══ TESTO DA LEGGERE ══

Agire in linea con la “prassi”
salva solo da sanzioni e interessi

Al contribuente è consentito assumere una condotta fiscale ispirata all’interpretazione contenuta negli atti interni ma, se questa cambia, l’eventuale accertamento è legittimo

Le circolari ministeriali in materia tributaria non costituiscono fonte di diritti e obblighi, per cui, ove il contribuente si sia conformato a un’interpretazione erronea fornita dall’Amministrazione finanziaria, è esclusa soltanto l’irrogazione delle relative sanzioni e degli interessi, senza alcun esonero dall’adempimento dell’obbligazione tributaria, in base al principio di tutela dell’affidamento, espressamente sancito dall’articolo 10, comma 2, della legge 212/2000. Il legittimo affidamento del contribuente, infatti, non incide sulla debenza del tributo, che prescinde del tutto dalle intenzioni manifestate dalle parti del rapporto fiscale, dipendendo esclusivamente dall’obiettiva realizzazione dei presupposti impositivi.

═══

CONSEGNA >> Nel testo sulla prassi fiscale, riscrivi il passo che si apre con le parole contenenti "Le circolari ministeriali" e si chiude con "dei presupposti impositivi.", cambiando "erronea" in "inesatta".

══ VOCI DI DATI ══

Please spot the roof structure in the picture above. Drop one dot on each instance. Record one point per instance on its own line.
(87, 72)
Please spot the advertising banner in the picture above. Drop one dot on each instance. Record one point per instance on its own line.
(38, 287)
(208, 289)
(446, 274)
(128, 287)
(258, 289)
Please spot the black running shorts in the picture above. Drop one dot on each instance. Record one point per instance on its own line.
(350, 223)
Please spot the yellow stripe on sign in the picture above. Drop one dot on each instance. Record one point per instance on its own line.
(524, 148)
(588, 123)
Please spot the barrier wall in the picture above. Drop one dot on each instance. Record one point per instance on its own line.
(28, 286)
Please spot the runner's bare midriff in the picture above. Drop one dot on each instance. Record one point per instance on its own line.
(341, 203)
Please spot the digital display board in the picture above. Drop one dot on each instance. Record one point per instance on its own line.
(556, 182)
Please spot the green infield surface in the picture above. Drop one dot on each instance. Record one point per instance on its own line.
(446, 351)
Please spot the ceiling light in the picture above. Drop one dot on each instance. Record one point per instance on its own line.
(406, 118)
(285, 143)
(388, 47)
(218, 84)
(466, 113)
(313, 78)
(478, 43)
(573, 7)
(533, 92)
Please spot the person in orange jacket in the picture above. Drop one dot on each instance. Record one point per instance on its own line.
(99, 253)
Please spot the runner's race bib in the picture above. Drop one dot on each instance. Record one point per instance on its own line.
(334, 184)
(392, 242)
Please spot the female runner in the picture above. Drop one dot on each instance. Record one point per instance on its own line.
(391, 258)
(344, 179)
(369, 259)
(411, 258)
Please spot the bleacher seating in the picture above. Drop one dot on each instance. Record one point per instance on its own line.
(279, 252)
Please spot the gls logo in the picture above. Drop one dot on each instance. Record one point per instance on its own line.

═══

RISPOSTA >>
Le circolari ministeriali in materia tributaria non costituiscono fonte di diritti e obblighi, per cui, ove il contribuente si sia conformato a un’interpretazione inesatta fornita dall’Amministrazione finanziaria, è esclusa soltanto l’irrogazione delle relative sanzioni e degli interessi, senza alcun esonero dall’adempimento dell’obbligazione tributaria, in base al principio di tutela dell’affidamento, espressamente sancito dall’articolo 10, comma 2, della legge 212/2000. Il legittimo affidamento del contribuente, infatti, non incide sulla debenza del tributo, che prescinde del tutto dalle intenzioni manifestate dalle parti del rapporto fiscale, dipendendo esclusivamente dall’obiettiva realizzazione dei presupposti impositivi.